• **THE TASK**: The task calls for an exact copy of the records, without any images.

• **SOURCE MATERIAL**:
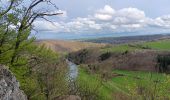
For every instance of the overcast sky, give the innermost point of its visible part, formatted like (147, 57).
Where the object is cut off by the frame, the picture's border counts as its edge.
(83, 18)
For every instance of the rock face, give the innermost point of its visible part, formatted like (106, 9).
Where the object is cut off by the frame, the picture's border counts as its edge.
(9, 86)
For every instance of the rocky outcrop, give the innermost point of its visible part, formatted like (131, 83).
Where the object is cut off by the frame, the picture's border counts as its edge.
(9, 86)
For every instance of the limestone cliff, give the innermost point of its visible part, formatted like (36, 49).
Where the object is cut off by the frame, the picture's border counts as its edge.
(9, 86)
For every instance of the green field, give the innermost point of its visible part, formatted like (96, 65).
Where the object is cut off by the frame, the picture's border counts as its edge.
(156, 45)
(159, 45)
(127, 82)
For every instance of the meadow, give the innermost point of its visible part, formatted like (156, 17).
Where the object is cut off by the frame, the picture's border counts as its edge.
(128, 84)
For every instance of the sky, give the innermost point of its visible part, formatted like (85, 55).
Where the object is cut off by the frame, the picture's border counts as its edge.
(105, 18)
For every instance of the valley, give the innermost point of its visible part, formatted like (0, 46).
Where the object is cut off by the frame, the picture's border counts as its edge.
(118, 71)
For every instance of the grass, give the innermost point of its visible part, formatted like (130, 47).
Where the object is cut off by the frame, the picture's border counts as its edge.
(119, 48)
(125, 84)
(159, 45)
(156, 45)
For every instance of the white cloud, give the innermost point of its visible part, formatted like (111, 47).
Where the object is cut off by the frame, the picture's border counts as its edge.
(105, 14)
(107, 19)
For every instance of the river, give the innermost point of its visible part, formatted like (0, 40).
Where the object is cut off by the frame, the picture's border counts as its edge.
(73, 70)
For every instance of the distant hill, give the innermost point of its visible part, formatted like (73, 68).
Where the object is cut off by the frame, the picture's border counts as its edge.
(129, 39)
(67, 46)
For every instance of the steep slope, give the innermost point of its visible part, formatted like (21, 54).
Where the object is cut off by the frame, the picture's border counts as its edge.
(9, 86)
(67, 46)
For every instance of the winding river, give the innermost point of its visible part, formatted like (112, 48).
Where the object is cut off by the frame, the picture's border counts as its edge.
(73, 70)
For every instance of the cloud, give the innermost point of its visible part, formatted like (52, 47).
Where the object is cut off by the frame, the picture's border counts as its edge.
(107, 19)
(105, 14)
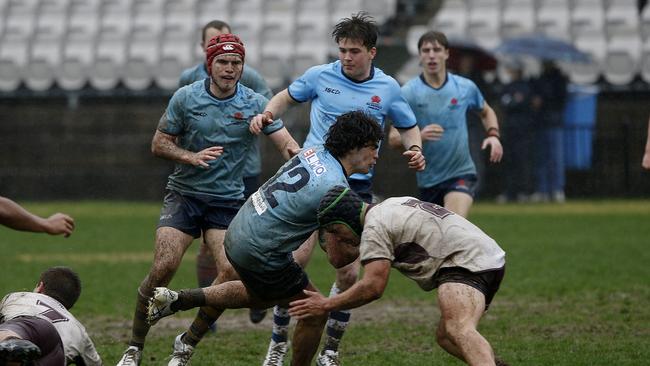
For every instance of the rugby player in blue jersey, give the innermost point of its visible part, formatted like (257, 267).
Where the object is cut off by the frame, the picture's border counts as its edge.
(274, 222)
(440, 101)
(351, 83)
(206, 267)
(205, 130)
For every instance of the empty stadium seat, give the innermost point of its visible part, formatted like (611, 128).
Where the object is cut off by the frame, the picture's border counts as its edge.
(589, 73)
(621, 18)
(141, 61)
(622, 58)
(76, 61)
(14, 53)
(451, 19)
(552, 18)
(44, 61)
(175, 55)
(110, 58)
(587, 16)
(518, 18)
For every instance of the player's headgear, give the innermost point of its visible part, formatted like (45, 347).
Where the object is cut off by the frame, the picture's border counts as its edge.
(341, 205)
(223, 44)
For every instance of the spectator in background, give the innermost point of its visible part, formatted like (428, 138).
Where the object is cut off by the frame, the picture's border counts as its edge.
(42, 317)
(646, 156)
(517, 134)
(16, 217)
(550, 96)
(206, 267)
(440, 101)
(206, 131)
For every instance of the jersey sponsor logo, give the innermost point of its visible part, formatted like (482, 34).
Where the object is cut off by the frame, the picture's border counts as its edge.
(258, 202)
(375, 103)
(314, 162)
(332, 91)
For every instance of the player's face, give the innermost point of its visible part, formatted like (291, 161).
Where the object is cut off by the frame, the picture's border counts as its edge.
(226, 71)
(433, 57)
(211, 33)
(363, 159)
(340, 244)
(356, 59)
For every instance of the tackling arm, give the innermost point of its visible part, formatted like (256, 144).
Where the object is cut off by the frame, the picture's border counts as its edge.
(285, 143)
(369, 288)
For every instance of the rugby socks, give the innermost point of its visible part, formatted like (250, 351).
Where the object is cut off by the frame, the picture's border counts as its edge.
(336, 323)
(281, 320)
(140, 325)
(188, 299)
(206, 266)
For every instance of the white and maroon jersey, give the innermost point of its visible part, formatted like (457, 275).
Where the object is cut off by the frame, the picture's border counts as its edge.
(419, 238)
(76, 342)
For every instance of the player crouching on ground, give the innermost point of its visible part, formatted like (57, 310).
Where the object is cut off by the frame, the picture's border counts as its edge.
(427, 243)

• **ANSWER FOR THE TASK**:
For every instance of the overcast sky, give the innermost point of its visible part, formatted like (147, 57).
Where the object is cut off by the frame, the picture's border counts as its edge.
(83, 18)
For every instance of the rock face, give the innermost point of its visible part, formatted like (106, 9).
Where the object is cut off by the frame, the picture's border counts as its edge.
(9, 86)
For every instance of the rocky outcrop, give the innermost point of its visible part, formatted like (131, 83).
Where the object is cut off by the frame, the picture's border counts as its edge.
(9, 86)
For every instance of the limestone cliff, give the innermost point of its visible part, formatted like (36, 49).
Where the object is cut off by the frame, the picture's border counts as its edge.
(9, 86)
For every instance of the green field, give the innermost point of its visible part, formatted like (96, 65).
Where the object is cut off by the frame, the picture's border counts as its edge.
(156, 45)
(159, 45)
(127, 82)
For every instance of the meadow, give the innermost point of its visible part, formatted like (156, 17).
Where the object is cut off by the frame, the picture's border counts as its edge.
(128, 84)
For every instance of the sky, give the innermost point of its visible part, formatted like (85, 55).
Where the object is cut off by the frame, the picture's border counts as its edge.
(105, 18)
For every instance of the valley, give the innermost point of its visible part, formatted like (0, 46).
Where the object is cut off by the frame, the picture's border counts as its edge.
(118, 71)
For every instance of the grass, give the innermost point of its visible part, formatted like (130, 47).
Where the object is cut off by the frame, the picture's border counts as its edge.
(119, 48)
(125, 84)
(159, 45)
(156, 45)
For every instance of the white cloud, give the innermost point of its visible part, formatted like (111, 47).
Where the object is cut off by the frame, the picture's border counts as its edge.
(105, 14)
(107, 19)
For every instance of the river, give the innermost point of its visible part, formatted like (0, 40).
Where the object is cut off by the frame, the picture's border counts as its edge.
(73, 70)
For every instance of the distant hill, give the innermost point of its visible part, formatted like (73, 68).
Where the object is cut off by the frame, the picture's border counts as its edge.
(129, 39)
(67, 46)
For every instance of the steep slope, give the innermost point of its visible part, formatted like (21, 54).
Where the object is cut off by the frame, the picture's border counts as its edge.
(9, 86)
(67, 46)
For every instance of the winding river, give the innermost point of its visible part, formatted like (112, 48).
Where the object is cut off by the frame, the picture's border counts as its edge.
(73, 70)
For every instance of the cloud, give the innermost point of its visible part, formatted like (52, 47).
Where the object is cut off by the frame, the picture's border counts as its edge.
(107, 19)
(105, 14)
For every instance of the rugby player in blue jersey, give the innermost point of its visible part, formatted like (257, 267).
Where the object is cut off by the frame, the picture's border counts as its edge.
(274, 222)
(440, 101)
(351, 83)
(206, 267)
(205, 130)
For every instance of the empty stadium seat, give the innermost point of its visible part, formatted like (611, 128).
Where the object is cut off by the frame, the picture's border counts as its edge.
(589, 73)
(621, 18)
(141, 61)
(622, 58)
(76, 61)
(14, 53)
(451, 19)
(552, 18)
(44, 61)
(175, 55)
(110, 58)
(587, 16)
(518, 18)
For every instance of the player's headgear, give the innermost point of its visible part, formatted like (45, 347).
Where the object is cut off by the frame, the picture's border counts as its edge.
(341, 205)
(223, 44)
For every instance of the spectator in background, give the innermost point of its visible part, formatted like (428, 138).
Where the object is cut off by the frame, the picture's border counts as its edge.
(42, 317)
(646, 156)
(517, 134)
(16, 217)
(550, 96)
(206, 267)
(440, 101)
(206, 131)
For every instance of the jersey sponsor logo, give the innermost point of its visible part, formatted like (482, 34).
Where the object is cut off by the frame, the picture's border counts as its edge.
(258, 202)
(375, 103)
(314, 162)
(332, 91)
For every instance of the player's face, give the innermost point of its visible part, formatted like (291, 161).
Where the object is cut off by the frame, the picture's border counts as its edge.
(226, 71)
(433, 57)
(211, 33)
(363, 159)
(340, 244)
(356, 59)
For every instance of the tackling arm, give the innermost point of its visible part, formatted like (256, 144).
Where the object is cut off by the frame, the picture's border counts as its edge.
(285, 143)
(369, 288)
For every instance of the rugby socks, give the innermost point of its visible part, formatted like (250, 351).
Where the object is cut off by the frame, the picture's border counts as its edge.
(336, 323)
(281, 320)
(140, 325)
(188, 299)
(206, 266)
For every instance of the white and maroon jersey, give the innermost point of its visible part, formatted like (457, 275).
Where the object is cut off by the frame, the picture's border counts as its edge.
(419, 238)
(76, 342)
For every instance of the player crouching on ground, give the innermost point of its visible part, formatted like (57, 310).
Where the object is cut off by the frame, the picture's border counts as its edge.
(427, 243)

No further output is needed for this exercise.